## Supplied records
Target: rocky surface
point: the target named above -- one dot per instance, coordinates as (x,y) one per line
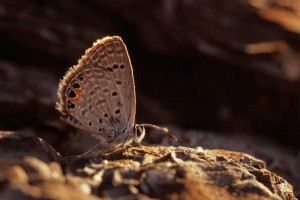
(229,67)
(30,169)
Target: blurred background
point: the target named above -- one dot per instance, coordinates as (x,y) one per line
(218,73)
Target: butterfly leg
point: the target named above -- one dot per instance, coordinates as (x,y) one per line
(93,152)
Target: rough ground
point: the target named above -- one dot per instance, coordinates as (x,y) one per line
(30,169)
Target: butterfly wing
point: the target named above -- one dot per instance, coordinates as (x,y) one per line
(98,94)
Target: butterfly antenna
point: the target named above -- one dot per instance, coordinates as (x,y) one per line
(159,129)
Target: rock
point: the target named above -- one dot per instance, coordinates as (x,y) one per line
(30,168)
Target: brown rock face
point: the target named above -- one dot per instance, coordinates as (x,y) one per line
(31,169)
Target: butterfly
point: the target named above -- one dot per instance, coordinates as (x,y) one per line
(98,96)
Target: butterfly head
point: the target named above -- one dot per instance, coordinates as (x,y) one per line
(139,132)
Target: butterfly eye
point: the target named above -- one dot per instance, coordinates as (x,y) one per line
(118,82)
(80,77)
(75,85)
(71,105)
(110,69)
(72,94)
(115,66)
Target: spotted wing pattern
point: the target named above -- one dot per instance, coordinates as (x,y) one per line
(98,94)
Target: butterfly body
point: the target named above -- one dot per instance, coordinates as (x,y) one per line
(98,94)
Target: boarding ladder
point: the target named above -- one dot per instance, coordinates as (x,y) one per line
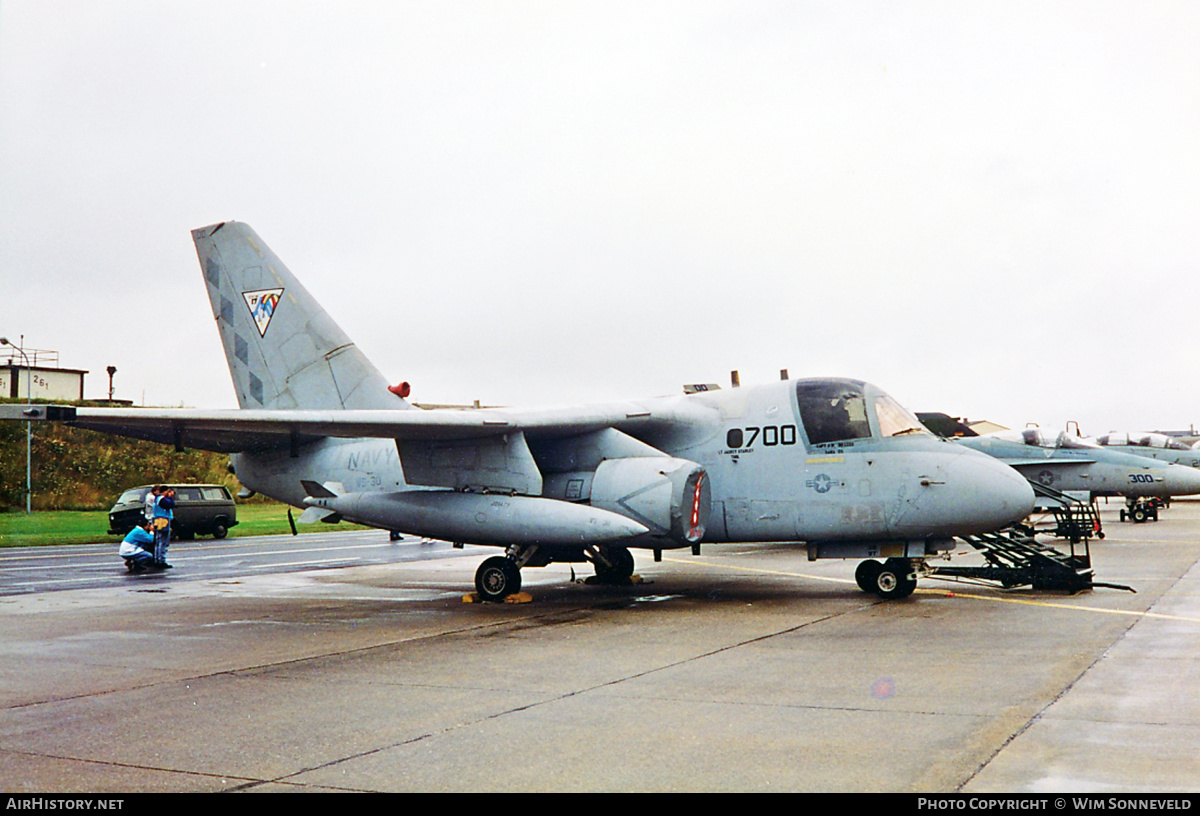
(1015,558)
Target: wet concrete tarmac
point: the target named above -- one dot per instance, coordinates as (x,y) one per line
(745,669)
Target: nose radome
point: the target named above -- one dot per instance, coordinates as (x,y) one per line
(996,495)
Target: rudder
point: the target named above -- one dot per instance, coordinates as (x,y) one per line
(282,348)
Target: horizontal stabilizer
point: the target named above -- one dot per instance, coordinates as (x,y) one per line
(318,514)
(327,491)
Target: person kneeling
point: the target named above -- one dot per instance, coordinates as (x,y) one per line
(133,549)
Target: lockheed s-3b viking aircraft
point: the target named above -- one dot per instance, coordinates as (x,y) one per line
(833,463)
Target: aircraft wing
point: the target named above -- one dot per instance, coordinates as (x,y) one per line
(231,431)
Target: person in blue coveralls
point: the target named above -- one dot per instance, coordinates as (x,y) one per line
(136,549)
(163,513)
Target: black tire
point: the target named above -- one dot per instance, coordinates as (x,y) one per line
(497,579)
(622,568)
(865,575)
(893,582)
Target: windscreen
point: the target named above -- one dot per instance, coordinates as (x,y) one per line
(895,420)
(832,411)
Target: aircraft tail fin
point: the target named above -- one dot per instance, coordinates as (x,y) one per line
(283,349)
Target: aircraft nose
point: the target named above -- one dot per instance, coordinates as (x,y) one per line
(994,493)
(971,492)
(1181,480)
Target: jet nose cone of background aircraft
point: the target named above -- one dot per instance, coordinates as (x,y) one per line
(1181,480)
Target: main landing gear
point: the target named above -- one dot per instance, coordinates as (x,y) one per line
(499,576)
(1141,510)
(892,580)
(497,579)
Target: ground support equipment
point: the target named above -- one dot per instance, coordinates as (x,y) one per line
(1017,559)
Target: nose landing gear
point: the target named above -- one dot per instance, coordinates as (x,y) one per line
(892,580)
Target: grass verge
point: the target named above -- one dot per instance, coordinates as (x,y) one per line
(43,527)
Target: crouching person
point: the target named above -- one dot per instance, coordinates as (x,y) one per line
(135,549)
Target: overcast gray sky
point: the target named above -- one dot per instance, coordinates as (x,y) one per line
(990,209)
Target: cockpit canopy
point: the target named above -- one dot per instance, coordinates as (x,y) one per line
(1141,439)
(841,409)
(1037,438)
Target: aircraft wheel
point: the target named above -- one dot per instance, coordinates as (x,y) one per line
(622,565)
(865,575)
(497,579)
(893,582)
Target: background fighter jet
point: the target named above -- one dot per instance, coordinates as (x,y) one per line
(1155,445)
(1069,463)
(834,463)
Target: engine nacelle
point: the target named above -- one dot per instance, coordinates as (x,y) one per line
(670,496)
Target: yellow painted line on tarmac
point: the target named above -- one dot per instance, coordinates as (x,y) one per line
(697,562)
(945,593)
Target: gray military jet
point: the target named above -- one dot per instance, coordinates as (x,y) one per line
(1072,463)
(834,463)
(1155,445)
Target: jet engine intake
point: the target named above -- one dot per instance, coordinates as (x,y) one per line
(670,496)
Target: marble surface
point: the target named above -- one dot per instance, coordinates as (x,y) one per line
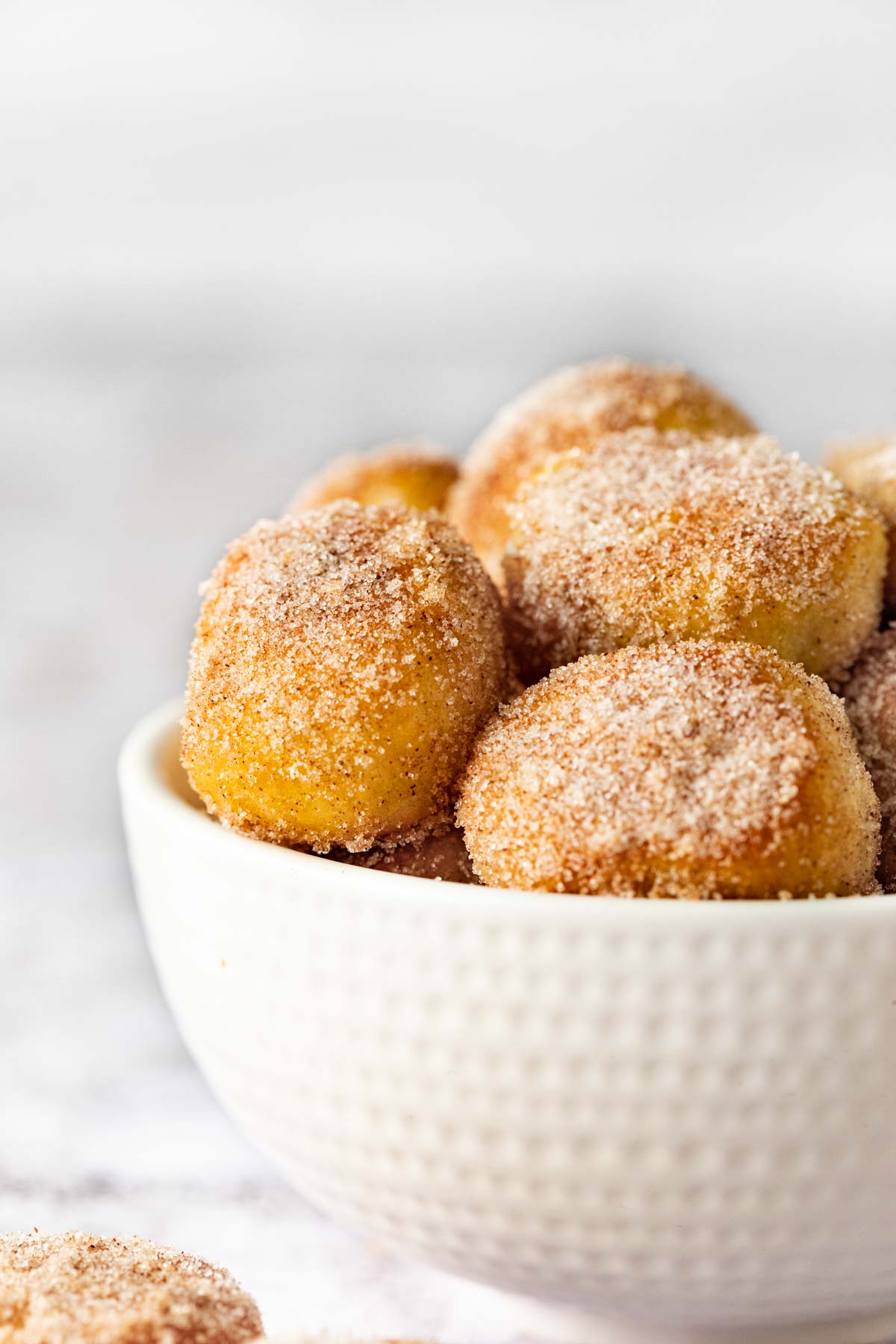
(225,261)
(121,482)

## Your objective
All of the lines above should be printed exactly, minus the pictures.

## Solved problem
Target: rocky surface
point: the target named above -- one dot per instance, coordinates as (x,y) one per line
(229,67)
(30,169)
Target: blurred background
point: the target named above -- one dot per instance, coordinates as (x,y) one per line
(218,73)
Target: butterfly leg
point: the target named above -- one dot per instance, coordinates as (x,y) one per line
(93,152)
Target: rough ground
point: the target named above -- one dot per instance, coordinates as (x,y) one per line
(30,169)
Target: butterfly wing
point: the target named above -- one dot per instance, coordinates as (x,y) one per line
(98,94)
Target: butterfly antenna
point: the target named above -- one dot per instance, coordinates as (x,y) one per line
(159,129)
Target: rock
point: the target named above -- one dot per instance, coordinates as (x,y) one per line
(30,168)
Target: brown rock face
point: the target named above -- one dot per instance, coordinates as (x,y) one per line
(31,169)
Target: butterfly
point: the target named above -- one dot per instance, coordinates as (x,y) one per line
(98,96)
Target: butterfly head
point: the target named above -- one dot per instance, coordinates as (x,y) one per line
(139,132)
Target: butterfly eye
point: the target named above -- one dot per instance, coordinates as (x,y) one per line
(118,82)
(80,77)
(75,85)
(71,105)
(110,69)
(72,94)
(115,66)
Target: spotted wing pattern
point: the target named above -- one dot per instance, coordinates as (x,y) one per line
(98,94)
Target: butterfly body
point: the target named above -- one dot per instance, coordinates as (x,y) one per line
(98,94)
Target: boarding ladder
point: the target named above -- one dot per instance, coordinates as (x,y) one per line
(1015,558)
Target: wet concrete tarmac
point: the target named above -- one dot per instance, coordinates as (x,y) one per line
(745,669)
Target: nose radome
point: the target named above -- one dot per instance, coordinates as (x,y) one per line
(996,495)
Target: rudder
point: the target named above -- one dot per instance, coordinates as (x,y) one per line
(282,348)
Target: horizontal stabilizer
point: the target named above -- one dot per instance, coordinates as (x,y) one per line
(318,514)
(327,491)
Target: person kneeling
point: the target named above -- one dot per instance, coordinates as (x,y) one per line
(133,549)
Target: lockheed s-3b viking aircraft
point: the target named above -- one dot per instance, coordinates as (x,y) one per line
(833,463)
Target: aircraft wing
point: the target named above -- one dot per instance, coordinates as (x,y) one per line
(231,431)
Target: person in blue coveralls
point: the target named above -- one dot per instance, coordinates as (x,y) one per line
(136,549)
(163,513)
Target: black tire
point: the target named above -- one dot per instance, coordinates as (x,y) one per line
(497,579)
(622,568)
(865,575)
(893,582)
Target: windscreen
point: the target named above -- one dot per instance, coordinates as (x,y) one per line
(895,420)
(832,411)
Target: aircraft tail fin
point: the target named above -- one dot per instance, coordinates as (x,y) one per line
(283,349)
Target: aircraft nose
point: the target named above -- one dot per instance, coordinates as (x,y) one per line
(994,493)
(971,492)
(1181,480)
Target: jet nose cone of background aircraft
point: the target named above -- one dot per instance, coordinates as (x,y) one per line
(1181,480)
Target: main landing gear
point: the target named above -- one dot per instance, coordinates as (x,y) one per line
(499,576)
(1141,510)
(892,580)
(497,579)
Target: ground support equipment
point: the target named above -- one dot per instance, coordinates as (x,y) one per line
(1017,559)
Target: nose landing gear
point: the target named above -- one dot per instance, coordinates as (x,y) one per line
(892,580)
Target: grass verge
point: the target named above -- one dot per instance, coordinates as (x,y) one per line
(43,527)
Target: crouching person
point: the target named above -- one dot per instance, coordinates as (x,y) one per line
(135,549)
Target: overcast gray sky
point: the target named above -- one dot per instance, coordinates as (x,y) one per line
(990,209)
Target: cockpit canopy
point: the target named above -- one dot per instance, coordinates as (x,y) one per line
(1141,439)
(841,409)
(1037,438)
Target: aircraft wheel
point: the target named above -- one dot per instance, coordinates as (x,y) one per line
(622,565)
(865,575)
(497,579)
(893,582)
Target: background fighter jet
point: the target named above -- one dot per instance, coordinates as (x,y) one per line
(1155,445)
(1069,463)
(834,463)
Target: engine nacelle
point: the target named above -- one dot per instance, coordinates as (x,y) one per line
(670,496)
Target: yellow painted line on tarmac
point: the target named above -- one dot per instance, coordinates as (x,y) one per line
(697,562)
(945,593)
Target: gray military jet
point: the target named above -- one dot per instance, coordinates as (x,y) one per line
(1072,463)
(834,463)
(1155,445)
Target: jet engine intake
point: the target named above -- one dot per instance, coordinates as (x,y) one per line
(670,496)
Target: marble surface
point: the target named above -- one dot per instance, coordinates as (x,y) one per line
(225,261)
(121,482)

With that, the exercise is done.